» WHAT IS ASKED
Please rewrite the lines below as a numbered list, omitting blank lines and leaving the pictures out.

» DATA RECORDS

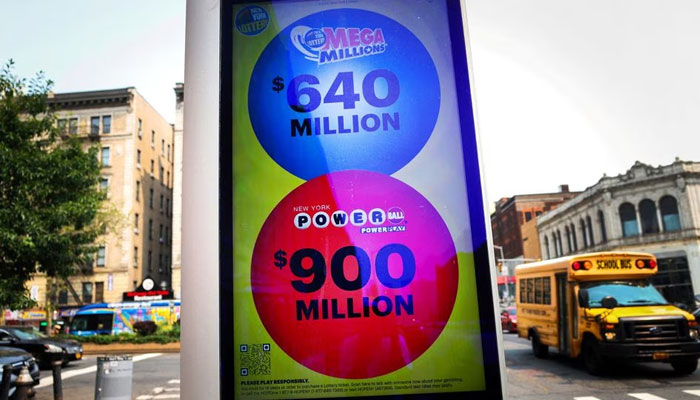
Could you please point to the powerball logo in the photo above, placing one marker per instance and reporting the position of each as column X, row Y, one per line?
column 328, row 45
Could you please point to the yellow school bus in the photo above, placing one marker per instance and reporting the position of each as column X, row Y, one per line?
column 601, row 307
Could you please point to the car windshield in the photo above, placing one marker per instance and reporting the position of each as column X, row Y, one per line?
column 25, row 334
column 627, row 293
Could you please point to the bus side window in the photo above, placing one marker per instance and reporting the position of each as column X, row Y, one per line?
column 547, row 290
column 538, row 291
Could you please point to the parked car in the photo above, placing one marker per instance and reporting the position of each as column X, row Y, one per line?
column 40, row 345
column 18, row 358
column 509, row 321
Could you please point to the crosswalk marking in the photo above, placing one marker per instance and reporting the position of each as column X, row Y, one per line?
column 645, row 396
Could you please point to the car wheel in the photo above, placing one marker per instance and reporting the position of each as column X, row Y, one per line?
column 685, row 366
column 592, row 359
column 538, row 349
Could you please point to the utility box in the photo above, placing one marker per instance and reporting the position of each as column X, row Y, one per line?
column 114, row 378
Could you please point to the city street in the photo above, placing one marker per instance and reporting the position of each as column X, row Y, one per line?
column 559, row 377
column 156, row 376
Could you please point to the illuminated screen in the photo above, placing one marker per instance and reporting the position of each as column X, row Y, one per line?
column 357, row 261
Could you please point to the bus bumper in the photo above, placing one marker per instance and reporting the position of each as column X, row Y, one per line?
column 650, row 351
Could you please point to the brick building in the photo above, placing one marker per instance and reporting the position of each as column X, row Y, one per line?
column 136, row 151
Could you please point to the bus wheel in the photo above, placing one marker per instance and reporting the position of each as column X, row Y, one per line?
column 538, row 349
column 592, row 359
column 685, row 366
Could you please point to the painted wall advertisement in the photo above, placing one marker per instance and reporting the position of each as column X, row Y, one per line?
column 353, row 256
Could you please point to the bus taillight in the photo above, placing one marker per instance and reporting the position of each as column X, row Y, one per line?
column 641, row 264
column 579, row 265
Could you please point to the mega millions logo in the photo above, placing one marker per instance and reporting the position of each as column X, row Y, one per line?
column 328, row 45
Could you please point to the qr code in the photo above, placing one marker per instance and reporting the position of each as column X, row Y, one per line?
column 255, row 359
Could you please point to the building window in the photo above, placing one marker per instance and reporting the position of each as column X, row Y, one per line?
column 601, row 223
column 106, row 124
column 62, row 125
column 73, row 126
column 101, row 253
column 99, row 292
column 584, row 234
column 87, row 292
column 105, row 157
column 104, row 184
column 94, row 125
column 669, row 214
column 647, row 213
column 628, row 218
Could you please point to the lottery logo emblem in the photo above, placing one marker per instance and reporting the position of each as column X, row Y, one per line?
column 344, row 285
column 348, row 89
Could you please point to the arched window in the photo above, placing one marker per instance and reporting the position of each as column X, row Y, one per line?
column 669, row 214
column 561, row 247
column 601, row 223
column 628, row 218
column 647, row 213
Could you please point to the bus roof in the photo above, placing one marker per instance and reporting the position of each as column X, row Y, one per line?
column 133, row 304
column 563, row 264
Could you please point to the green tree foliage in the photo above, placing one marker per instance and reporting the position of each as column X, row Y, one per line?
column 50, row 201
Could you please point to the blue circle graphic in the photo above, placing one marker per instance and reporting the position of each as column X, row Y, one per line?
column 344, row 89
column 252, row 20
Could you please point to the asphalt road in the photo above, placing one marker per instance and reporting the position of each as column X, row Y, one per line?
column 155, row 376
column 559, row 377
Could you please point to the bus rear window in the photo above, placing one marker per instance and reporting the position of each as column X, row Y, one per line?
column 92, row 322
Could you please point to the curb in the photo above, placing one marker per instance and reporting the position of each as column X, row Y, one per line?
column 129, row 348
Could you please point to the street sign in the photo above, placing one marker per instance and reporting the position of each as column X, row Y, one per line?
column 354, row 259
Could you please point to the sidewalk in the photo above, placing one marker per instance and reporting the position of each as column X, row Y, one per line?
column 130, row 348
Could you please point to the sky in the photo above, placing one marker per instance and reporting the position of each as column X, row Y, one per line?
column 566, row 91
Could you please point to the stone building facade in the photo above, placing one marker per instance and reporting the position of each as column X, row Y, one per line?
column 647, row 209
column 136, row 150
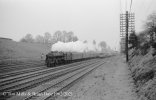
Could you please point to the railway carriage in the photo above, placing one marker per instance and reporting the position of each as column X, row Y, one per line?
column 54, row 57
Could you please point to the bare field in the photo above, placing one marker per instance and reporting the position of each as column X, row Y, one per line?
column 11, row 51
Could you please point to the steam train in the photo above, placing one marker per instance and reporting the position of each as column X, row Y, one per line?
column 54, row 58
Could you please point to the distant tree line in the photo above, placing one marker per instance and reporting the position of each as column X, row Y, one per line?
column 47, row 38
column 62, row 36
column 146, row 39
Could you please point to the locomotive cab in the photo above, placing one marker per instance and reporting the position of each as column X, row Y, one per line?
column 54, row 58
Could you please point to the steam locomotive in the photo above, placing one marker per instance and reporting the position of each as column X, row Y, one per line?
column 54, row 58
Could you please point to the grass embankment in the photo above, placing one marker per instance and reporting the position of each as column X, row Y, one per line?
column 143, row 68
column 11, row 50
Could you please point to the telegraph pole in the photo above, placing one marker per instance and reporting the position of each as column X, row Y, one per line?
column 127, row 26
column 126, row 39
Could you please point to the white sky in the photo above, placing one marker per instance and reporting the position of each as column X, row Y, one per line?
column 88, row 19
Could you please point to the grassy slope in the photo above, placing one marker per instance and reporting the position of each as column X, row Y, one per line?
column 17, row 50
column 143, row 70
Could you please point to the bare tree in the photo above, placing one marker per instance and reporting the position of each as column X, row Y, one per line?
column 102, row 45
column 85, row 41
column 47, row 37
column 27, row 38
column 57, row 36
column 39, row 39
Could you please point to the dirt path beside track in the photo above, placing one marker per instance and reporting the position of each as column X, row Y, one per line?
column 109, row 82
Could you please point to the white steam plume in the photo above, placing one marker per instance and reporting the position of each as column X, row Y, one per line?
column 77, row 46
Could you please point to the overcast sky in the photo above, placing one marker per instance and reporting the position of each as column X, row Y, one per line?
column 88, row 19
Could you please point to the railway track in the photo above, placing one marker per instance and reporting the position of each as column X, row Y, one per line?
column 15, row 79
column 29, row 70
column 61, row 83
column 27, row 81
column 20, row 67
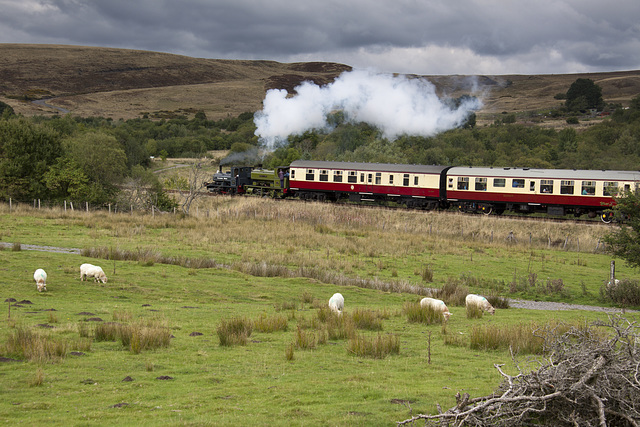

» FULL SOLUTION
1. Could you please point to the powerball logo in the photo above, placing one marker per instance and reporting the position of each as column X, row Y, one per line?
2. column 328, row 45
3. Could you please point to the yellow school bus in the photo above, placing one marker per instance and reporting the position of each as column X, row Y, one per line?
4. column 601, row 307
5. Could you please point to the car windshield in the photo above, placing one marker per instance and reporting the position of each as column X, row Y, one per line?
6. column 25, row 334
7. column 627, row 293
8. Could you please point to the bus side window in the photo above, placing one marker per instance and reporting the position of each as column X, row Y, one per line?
9. column 547, row 290
10. column 538, row 291
11. Could you please point to the parked car in the photo above, placing one marker per instance and reporting the position of each as column X, row Y, one per line?
12. column 40, row 345
13. column 18, row 358
14. column 509, row 321
15. Could you please point to the crosswalk marking in the photo above, placing one marker per instance and reporting the position of each as column X, row Y, one per line?
16. column 645, row 396
17. Could you please point to the car wheel in the photo above, placing one marker per instance and reporting the position of each as column X, row Y, one per line?
18. column 685, row 366
19. column 592, row 359
20. column 538, row 349
21. Could you please point to the utility box in the photo above, placing one marker per instance and reporting the position of each as column X, row Y, one per line?
22. column 114, row 378
23. Could you please point to the city street in the photo above, placing one marker per instance and reporting the position of each as column X, row Y, one per line?
24. column 559, row 377
25. column 156, row 376
26. Could you please point to the illuminated screen in the photo above, placing one marker per instance and reporting the position of each as column X, row Y, one per line?
27. column 357, row 261
28. Could you please point to the bus bumper in the photo above, placing one marker per instance and reporting the position of each as column X, row Y, one per line?
29. column 650, row 351
30. Could you please point to the brick building in the photo above, placing one marker per instance and reporting the position of each as column X, row Y, one per line?
31. column 136, row 151
32. Could you please point to the bus wheel in the photo above, placing one marker per instance and reporting the position of each as column X, row Y, one per line?
33. column 538, row 349
34. column 592, row 359
35. column 685, row 366
36. Could you please point to the painted wall advertisement in the photo above, placing one marker per instance and reporting the position of each as column X, row Y, one per line?
37. column 353, row 256
38. Could you please point to the bus taillight in the photo above, placing one marker per instance and reporting the position of each as column X, row Y, one per line?
39. column 641, row 264
40. column 579, row 265
41. Could you please point to the mega millions logo in the photo above, placing one marker per instance and reporting the position of each as column X, row Y, one per line?
42. column 328, row 45
43. Could you please point to the qr code in the photo above, placing one marker per instance and reporting the position of each as column X, row Y, one per line?
44. column 255, row 359
45. Could you please point to the building window in the photo above, placing one marker per instance and reporting the position of each as column X, row Y, one per line?
46. column 601, row 223
47. column 106, row 124
48. column 62, row 125
49. column 73, row 126
50. column 101, row 253
51. column 99, row 292
52. column 584, row 234
53. column 87, row 292
54. column 105, row 157
55. column 104, row 184
56. column 94, row 125
57. column 669, row 214
58. column 647, row 213
59. column 628, row 218
60. Could you please point to the lottery logo emblem in the photo above, placing one marker per instance and reporting the position of each as column X, row Y, one per line?
61. column 344, row 285
62. column 348, row 89
63. Could you please point to the arched window in the photo above, placing one marker per instance and reporting the position of each as column X, row Y, one per line?
64. column 669, row 214
65. column 561, row 247
66. column 601, row 223
67. column 628, row 218
68. column 647, row 213
69. Could you please point to the bus roof in the photo above, placing one marker per instance and reporting the position of each as column X, row Y, one per line?
70. column 133, row 304
71. column 563, row 264
72. Could you please point to the green tree foliage in the photo above, placing one marker per instance and reporting the position of each as column X, row Y, one per line?
73. column 50, row 201
74. Could you please point to the blue circle graphic in the photo above, placing one marker per instance and reporting the position of each as column X, row Y, one per line?
75. column 344, row 89
76. column 252, row 20
77. Could you please point to the asphalt road in the photo above, placing one marker per instance and reporting the position of each as column X, row Y, one per line?
78. column 155, row 376
79. column 559, row 377
80. Could you please point to the bus rear window in the photo above, placing one marker per instance and reporting the position of each as column X, row Y, one per line?
81. column 92, row 322
82. Could you please point to the curb in the photo above, placing one marker per instance and reporting the position of each as column X, row Y, one per line?
83. column 129, row 348
84. Could you please point to the street sign in the photo above, placing one marker per instance and reporting the position of each as column X, row Y, one per line?
85. column 354, row 259
86. Could you please point to the sidewalk in the photo above, placing one marker per instance and reporting the position of each as column X, row Y, one per line?
87. column 130, row 348
88. Could you please point to the sky in the photo above, placing one marker per instance and reporting the position of each as column X, row Y, one per line?
89. column 566, row 91
90. Could you please point to the stone building facade in the photo above, placing one marker per instance and reporting the position of each as column X, row Y, one per line?
91. column 647, row 209
92. column 136, row 150
93. Could you please point to the railway carriage in the photo above, placing one marker per instance and reporting the position of each as column X, row Y, one per line?
94. column 54, row 57
95. Could you please point to the bare field in the photo above, placing one marker per instance and reporting the position of each as column X, row Y, one per line?
96. column 11, row 51
97. Could you please point to the steam train in the photo above, placing one marker per instance and reporting the position of each as column X, row Y, one per line?
98. column 54, row 58
99. Could you please point to the distant tree line in the photo above, placing one marker per instance and reporting the position of each as column X, row Y, one per line?
100. column 47, row 38
101. column 62, row 36
102. column 146, row 39
103. Could you please point to the locomotive cab in the photo above, placing one marker per instance and reporting the position of each as column X, row Y, one per line?
104. column 54, row 58
105. Could you please point to the steam locomotive in the photo above, placing one marker per instance and reporting the position of each as column X, row Y, one per line?
106. column 54, row 58
107. Could you please point to the grass embankment in the photo above, placing one marker per instance and reporting the position of each as column X, row Y, one per line?
108. column 143, row 68
109. column 11, row 50
110. Could you please point to the telegraph pole in the photo above, placing one marker per instance and reporting the position of each as column X, row Y, one per line?
111. column 127, row 26
112. column 126, row 39
113. Could you please point to the white sky in the photo above, placing one marker per instance and reporting the position of each as column X, row Y, one per line?
114. column 88, row 19
115. Could you please point to the grassy slope in the photo above, placing one marker per instance and reporting the position of each as column X, row Y, one per line?
116. column 17, row 50
117. column 143, row 70
118. Could you please point to the bare tree in the photo above, placing one marker per instance and reporting the position of each as column X, row Y, one per line?
119. column 102, row 45
120. column 85, row 41
121. column 47, row 37
122. column 27, row 38
123. column 57, row 36
124. column 39, row 39
125. Could you please point to the dirt path beside track in the photo above, placing one marker per instance and reporting the position of each as column X, row Y, one per line?
126. column 109, row 82
127. Could you please point to the white steam plume in the photo above, placing one marker per instance and reporting the position of each as column X, row Y, one per line?
128. column 77, row 46
129. Could you please point to the overcast sky in the photo above, placing one marker per instance and reporting the position of each as column X, row Y, one per line?
130. column 88, row 19
131. Could you please point to the railway track in the photo above, placing one marker per instance and reporting the position of each as column X, row Y, one per line?
132. column 15, row 79
133. column 29, row 70
134. column 61, row 83
135. column 27, row 81
136. column 20, row 67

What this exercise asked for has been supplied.